Run through the records and, wherever a line holds the word "water", return that line.

Records contained in a dataset:
- - - -

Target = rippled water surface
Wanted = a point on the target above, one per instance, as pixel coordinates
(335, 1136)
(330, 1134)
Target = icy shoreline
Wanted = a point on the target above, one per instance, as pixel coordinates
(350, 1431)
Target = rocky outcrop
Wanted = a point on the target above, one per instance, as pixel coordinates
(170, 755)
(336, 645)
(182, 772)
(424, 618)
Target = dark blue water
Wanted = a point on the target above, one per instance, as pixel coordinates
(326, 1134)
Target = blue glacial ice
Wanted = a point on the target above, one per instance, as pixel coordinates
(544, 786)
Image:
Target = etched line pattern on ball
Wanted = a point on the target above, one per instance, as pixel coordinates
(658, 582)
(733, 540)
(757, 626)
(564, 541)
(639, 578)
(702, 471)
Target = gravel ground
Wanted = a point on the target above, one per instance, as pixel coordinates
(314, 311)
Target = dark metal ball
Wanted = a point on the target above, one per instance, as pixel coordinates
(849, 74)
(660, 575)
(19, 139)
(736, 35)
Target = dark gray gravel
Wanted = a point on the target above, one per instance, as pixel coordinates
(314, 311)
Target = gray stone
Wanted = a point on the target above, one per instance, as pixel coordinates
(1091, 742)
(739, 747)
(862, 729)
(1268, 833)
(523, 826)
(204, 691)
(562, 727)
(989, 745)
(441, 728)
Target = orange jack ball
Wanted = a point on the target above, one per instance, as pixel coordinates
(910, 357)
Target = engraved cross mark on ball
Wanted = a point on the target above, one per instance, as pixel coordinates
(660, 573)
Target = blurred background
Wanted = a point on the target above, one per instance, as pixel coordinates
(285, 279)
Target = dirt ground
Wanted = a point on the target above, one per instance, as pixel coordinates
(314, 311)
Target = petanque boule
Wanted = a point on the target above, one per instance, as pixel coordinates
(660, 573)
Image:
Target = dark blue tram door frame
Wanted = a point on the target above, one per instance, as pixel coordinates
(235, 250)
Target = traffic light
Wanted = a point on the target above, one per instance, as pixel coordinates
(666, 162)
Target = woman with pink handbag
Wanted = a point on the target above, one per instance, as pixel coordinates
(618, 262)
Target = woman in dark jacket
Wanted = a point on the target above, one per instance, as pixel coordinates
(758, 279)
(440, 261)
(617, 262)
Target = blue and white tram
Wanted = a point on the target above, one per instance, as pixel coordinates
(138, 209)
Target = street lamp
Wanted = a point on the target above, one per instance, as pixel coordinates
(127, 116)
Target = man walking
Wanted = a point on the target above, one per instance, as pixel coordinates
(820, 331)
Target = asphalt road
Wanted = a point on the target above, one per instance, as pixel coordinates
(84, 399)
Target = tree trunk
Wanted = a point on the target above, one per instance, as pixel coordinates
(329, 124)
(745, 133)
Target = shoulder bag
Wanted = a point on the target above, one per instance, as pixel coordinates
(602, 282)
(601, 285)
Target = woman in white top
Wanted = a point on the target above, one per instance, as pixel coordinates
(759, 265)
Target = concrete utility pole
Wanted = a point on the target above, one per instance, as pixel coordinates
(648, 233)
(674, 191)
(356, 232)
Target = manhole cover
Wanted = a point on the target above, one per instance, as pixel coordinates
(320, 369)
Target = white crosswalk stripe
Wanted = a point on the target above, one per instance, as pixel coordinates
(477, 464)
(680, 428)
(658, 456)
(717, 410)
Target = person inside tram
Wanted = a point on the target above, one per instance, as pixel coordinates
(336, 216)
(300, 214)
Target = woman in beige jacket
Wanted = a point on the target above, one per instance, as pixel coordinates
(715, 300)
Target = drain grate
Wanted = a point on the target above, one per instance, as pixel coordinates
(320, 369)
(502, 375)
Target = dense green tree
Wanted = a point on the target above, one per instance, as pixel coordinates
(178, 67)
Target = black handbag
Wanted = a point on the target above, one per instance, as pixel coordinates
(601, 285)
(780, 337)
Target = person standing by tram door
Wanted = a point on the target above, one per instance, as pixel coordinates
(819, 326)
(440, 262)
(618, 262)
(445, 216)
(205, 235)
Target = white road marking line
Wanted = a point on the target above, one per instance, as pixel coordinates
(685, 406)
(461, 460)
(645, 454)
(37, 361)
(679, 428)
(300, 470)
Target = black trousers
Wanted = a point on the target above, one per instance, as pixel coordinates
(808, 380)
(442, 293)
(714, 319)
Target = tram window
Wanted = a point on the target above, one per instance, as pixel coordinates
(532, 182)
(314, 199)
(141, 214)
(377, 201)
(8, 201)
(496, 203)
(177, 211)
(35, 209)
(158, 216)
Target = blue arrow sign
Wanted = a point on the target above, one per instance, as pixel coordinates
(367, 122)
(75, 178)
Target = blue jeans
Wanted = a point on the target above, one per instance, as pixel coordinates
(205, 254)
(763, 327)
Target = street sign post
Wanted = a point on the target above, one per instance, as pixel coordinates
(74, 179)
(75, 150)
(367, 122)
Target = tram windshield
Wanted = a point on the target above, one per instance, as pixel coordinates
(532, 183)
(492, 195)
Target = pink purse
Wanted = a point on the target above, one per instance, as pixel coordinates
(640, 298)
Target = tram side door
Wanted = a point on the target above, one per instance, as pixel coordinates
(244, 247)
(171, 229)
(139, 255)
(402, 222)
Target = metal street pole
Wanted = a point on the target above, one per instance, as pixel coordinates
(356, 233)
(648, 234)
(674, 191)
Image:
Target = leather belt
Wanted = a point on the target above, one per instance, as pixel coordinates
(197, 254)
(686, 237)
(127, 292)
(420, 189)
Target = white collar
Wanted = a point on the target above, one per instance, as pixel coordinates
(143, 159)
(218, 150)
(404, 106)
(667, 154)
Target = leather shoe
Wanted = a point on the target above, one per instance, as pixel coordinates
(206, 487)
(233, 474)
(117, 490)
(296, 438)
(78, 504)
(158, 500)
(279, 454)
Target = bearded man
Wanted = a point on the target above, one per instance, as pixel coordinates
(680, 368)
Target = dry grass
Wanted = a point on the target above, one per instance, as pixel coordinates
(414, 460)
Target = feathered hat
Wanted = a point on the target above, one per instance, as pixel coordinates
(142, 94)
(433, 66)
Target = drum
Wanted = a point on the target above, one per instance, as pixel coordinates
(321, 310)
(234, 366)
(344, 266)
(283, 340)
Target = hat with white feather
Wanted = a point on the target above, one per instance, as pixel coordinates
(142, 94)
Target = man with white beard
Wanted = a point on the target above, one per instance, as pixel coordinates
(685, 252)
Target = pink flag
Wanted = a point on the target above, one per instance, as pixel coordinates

- - - -

* [Task output]
Target = rippled water surface
Target = dark blue water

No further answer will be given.